Look for the line containing "of the flower" in the listing below. Retype that line and every subsequent line through the last one, and only those.
** BEGIN Given data **
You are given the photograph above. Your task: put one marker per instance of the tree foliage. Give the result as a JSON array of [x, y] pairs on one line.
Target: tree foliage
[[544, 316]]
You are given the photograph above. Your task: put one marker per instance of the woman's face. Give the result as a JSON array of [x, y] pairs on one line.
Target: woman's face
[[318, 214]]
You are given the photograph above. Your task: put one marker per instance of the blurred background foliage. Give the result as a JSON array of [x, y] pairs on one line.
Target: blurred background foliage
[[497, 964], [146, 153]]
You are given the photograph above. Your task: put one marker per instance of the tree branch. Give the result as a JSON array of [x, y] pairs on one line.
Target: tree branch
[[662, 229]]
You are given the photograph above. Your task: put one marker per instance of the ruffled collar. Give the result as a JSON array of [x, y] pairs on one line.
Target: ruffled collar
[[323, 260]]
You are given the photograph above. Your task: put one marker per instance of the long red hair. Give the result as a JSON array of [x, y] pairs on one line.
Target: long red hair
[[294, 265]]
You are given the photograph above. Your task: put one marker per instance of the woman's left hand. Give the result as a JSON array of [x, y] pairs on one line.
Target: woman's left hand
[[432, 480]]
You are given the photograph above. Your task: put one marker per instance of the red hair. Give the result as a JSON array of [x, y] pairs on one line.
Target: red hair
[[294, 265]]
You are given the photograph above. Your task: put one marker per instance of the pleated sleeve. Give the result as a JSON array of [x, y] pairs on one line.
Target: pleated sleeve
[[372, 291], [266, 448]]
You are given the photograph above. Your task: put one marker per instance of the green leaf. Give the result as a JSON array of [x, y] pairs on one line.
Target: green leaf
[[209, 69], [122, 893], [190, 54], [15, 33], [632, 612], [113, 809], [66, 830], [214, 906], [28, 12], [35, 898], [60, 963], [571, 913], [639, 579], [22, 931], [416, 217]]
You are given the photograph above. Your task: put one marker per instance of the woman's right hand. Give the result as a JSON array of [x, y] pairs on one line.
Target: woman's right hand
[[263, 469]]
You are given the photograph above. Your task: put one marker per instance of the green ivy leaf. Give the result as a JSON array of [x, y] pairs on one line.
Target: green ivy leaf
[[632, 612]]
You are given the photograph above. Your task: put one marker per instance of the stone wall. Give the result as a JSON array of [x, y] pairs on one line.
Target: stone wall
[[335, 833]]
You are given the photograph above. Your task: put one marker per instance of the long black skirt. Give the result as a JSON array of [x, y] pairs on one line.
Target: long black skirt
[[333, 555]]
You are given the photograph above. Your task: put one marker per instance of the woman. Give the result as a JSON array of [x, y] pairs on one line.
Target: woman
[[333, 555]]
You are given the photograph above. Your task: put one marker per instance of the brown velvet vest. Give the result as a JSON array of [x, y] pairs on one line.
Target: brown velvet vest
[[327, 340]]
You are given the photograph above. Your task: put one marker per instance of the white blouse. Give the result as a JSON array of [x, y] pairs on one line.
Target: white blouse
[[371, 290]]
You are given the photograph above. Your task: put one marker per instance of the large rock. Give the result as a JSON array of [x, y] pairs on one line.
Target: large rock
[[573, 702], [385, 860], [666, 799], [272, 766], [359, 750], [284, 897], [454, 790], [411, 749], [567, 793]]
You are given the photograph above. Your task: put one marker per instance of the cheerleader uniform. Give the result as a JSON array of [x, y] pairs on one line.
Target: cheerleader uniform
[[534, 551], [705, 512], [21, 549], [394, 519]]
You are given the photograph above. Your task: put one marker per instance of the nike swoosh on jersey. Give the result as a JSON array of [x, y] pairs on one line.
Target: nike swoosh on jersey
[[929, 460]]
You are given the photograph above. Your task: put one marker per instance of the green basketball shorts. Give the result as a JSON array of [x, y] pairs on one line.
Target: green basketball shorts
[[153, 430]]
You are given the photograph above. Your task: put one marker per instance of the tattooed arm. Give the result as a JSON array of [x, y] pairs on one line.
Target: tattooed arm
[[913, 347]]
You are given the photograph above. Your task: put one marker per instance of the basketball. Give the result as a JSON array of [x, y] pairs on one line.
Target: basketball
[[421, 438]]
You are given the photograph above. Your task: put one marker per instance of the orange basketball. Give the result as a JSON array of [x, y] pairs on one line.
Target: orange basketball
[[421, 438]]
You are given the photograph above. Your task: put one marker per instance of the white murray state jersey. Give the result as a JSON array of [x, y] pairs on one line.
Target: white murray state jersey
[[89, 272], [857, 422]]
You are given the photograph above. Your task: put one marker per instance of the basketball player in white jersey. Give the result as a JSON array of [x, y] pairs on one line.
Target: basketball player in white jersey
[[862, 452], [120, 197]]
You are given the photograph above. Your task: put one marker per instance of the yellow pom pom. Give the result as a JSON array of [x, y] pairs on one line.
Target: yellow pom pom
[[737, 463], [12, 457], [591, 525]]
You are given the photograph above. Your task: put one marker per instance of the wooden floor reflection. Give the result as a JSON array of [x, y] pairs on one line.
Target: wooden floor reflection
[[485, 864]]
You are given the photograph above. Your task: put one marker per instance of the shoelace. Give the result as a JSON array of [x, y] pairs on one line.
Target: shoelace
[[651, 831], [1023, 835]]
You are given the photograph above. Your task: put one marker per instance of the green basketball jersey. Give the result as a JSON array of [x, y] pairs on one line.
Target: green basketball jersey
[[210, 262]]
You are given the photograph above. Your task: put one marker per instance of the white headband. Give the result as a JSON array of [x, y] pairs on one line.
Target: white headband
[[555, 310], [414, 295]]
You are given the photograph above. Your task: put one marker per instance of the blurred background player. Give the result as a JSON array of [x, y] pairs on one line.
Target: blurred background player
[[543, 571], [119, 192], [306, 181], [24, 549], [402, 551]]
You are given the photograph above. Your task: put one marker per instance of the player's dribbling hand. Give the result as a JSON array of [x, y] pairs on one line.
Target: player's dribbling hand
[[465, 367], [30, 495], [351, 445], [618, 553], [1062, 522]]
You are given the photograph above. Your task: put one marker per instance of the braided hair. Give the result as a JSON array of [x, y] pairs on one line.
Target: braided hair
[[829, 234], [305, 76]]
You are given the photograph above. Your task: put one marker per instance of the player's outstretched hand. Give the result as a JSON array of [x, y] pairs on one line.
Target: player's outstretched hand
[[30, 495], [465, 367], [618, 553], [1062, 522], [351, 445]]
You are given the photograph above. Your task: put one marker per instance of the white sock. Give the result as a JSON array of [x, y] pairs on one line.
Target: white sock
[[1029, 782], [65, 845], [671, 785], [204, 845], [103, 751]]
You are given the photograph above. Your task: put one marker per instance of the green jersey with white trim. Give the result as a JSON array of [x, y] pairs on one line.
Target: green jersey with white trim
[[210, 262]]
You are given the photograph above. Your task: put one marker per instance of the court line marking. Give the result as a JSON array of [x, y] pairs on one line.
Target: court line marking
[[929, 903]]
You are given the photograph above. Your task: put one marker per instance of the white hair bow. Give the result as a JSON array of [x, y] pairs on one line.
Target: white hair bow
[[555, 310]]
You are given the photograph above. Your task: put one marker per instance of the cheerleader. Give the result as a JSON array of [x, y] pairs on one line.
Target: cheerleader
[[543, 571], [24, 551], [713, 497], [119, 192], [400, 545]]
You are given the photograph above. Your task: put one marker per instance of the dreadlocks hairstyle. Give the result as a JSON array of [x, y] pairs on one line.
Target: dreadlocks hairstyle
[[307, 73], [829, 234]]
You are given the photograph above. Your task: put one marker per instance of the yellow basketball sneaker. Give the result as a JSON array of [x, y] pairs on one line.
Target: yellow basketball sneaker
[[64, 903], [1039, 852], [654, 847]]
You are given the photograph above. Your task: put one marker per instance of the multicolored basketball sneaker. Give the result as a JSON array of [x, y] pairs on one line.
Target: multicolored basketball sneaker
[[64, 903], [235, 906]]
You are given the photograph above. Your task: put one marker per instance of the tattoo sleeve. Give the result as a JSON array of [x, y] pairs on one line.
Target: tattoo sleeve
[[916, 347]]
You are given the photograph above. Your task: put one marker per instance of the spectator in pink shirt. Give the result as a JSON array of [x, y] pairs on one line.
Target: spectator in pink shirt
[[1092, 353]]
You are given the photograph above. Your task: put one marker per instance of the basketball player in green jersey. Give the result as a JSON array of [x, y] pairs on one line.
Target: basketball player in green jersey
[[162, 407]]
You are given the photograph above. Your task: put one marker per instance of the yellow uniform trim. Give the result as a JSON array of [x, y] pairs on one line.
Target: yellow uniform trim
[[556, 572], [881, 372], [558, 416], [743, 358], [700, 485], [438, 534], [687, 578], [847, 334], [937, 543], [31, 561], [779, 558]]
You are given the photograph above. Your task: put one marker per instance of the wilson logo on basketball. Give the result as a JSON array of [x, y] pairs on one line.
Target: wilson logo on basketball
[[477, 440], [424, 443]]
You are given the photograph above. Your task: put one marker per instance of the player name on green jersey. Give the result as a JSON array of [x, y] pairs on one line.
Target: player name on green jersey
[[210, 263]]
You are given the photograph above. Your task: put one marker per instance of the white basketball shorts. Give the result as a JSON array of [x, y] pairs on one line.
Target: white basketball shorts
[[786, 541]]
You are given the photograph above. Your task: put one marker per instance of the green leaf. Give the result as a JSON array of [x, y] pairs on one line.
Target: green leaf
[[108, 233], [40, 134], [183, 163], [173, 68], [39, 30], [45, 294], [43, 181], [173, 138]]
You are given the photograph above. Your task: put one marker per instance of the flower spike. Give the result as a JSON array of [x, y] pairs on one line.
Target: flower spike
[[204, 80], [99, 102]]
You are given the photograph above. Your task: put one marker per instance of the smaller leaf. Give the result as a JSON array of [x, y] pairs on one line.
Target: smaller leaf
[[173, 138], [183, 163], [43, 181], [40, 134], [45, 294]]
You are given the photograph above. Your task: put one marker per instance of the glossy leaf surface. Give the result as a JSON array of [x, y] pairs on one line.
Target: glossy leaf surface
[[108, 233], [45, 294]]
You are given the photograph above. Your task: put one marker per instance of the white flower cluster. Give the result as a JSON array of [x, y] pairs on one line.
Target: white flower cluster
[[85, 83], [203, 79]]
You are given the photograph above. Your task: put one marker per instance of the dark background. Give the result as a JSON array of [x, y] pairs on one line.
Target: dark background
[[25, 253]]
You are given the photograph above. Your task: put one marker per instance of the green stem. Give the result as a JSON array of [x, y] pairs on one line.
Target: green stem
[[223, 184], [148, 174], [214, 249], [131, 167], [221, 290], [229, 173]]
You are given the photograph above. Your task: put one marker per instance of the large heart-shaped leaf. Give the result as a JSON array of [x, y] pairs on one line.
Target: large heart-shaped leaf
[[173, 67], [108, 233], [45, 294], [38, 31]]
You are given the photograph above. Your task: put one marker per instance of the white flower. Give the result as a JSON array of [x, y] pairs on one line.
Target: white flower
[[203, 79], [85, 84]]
** END Given data **
■ Output for this exercise ■
You are given the photograph above. Your task: put one marker per instance of the flower spike. Give the result as a JSON array of [x, y] pairs on one line.
Target: flower spike
[[204, 80], [99, 102]]
You are given the photograph above. Your task: put one marker per instance of the smaller leaf. Give the result as a JSON array of [x, y] pairs on one line.
Target: smaller leaf
[[173, 138], [183, 163], [43, 181], [40, 134], [45, 294]]
You are given the photograph above. Your task: put one marker per instance of the glossy leaf surface. Give the result as a JSON array of [x, y] pairs on one line.
Target: glossy leaf surface
[[108, 233], [45, 294]]
You are given the photograph above. Your task: put one marker per instance of the white flower cluster. Give the result as a JSON array of [x, y] pairs on one line.
Target: white flower cluster
[[85, 83], [203, 79]]
You are given the photograph above. Your task: put one marker per instance of the dark background. Give the result as a JSON array of [x, y] pairs on one line.
Target: dark background
[[25, 253]]
You are given the photograph above. Your task: put one marker per instance of the green stem. Give the result as a JSON array of [x, y] pairs on one line.
Target: green stem
[[223, 184], [148, 174], [214, 249], [131, 167], [221, 290], [229, 173]]
You are given the photograph above. Your task: put one marker per instance of the large heart-shaped leaf. Give the result as a JSON array of [x, y] pairs on one line.
Target: large heart-shaped leaf
[[173, 67], [108, 233], [45, 294], [38, 31]]
You are given the photograph above. Your task: put one marker per instance of the white flower. Give the result as a JSON array of [x, y] pairs on one line.
Target: white flower
[[203, 79], [85, 84]]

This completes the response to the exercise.